(Coordinate labeling data)

········

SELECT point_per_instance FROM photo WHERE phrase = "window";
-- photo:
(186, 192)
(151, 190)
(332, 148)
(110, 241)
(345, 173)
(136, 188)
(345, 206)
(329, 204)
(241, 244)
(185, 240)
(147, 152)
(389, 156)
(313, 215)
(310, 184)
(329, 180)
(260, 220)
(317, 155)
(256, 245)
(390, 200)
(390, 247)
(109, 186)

········

▸ **What the task asks**
Pull out each line of the material that contains the string "photo" and copy those lines unchanged.

▸ **Finished exercise**
SELECT point_per_instance FROM photo WHERE phrase = "window";
-- photo:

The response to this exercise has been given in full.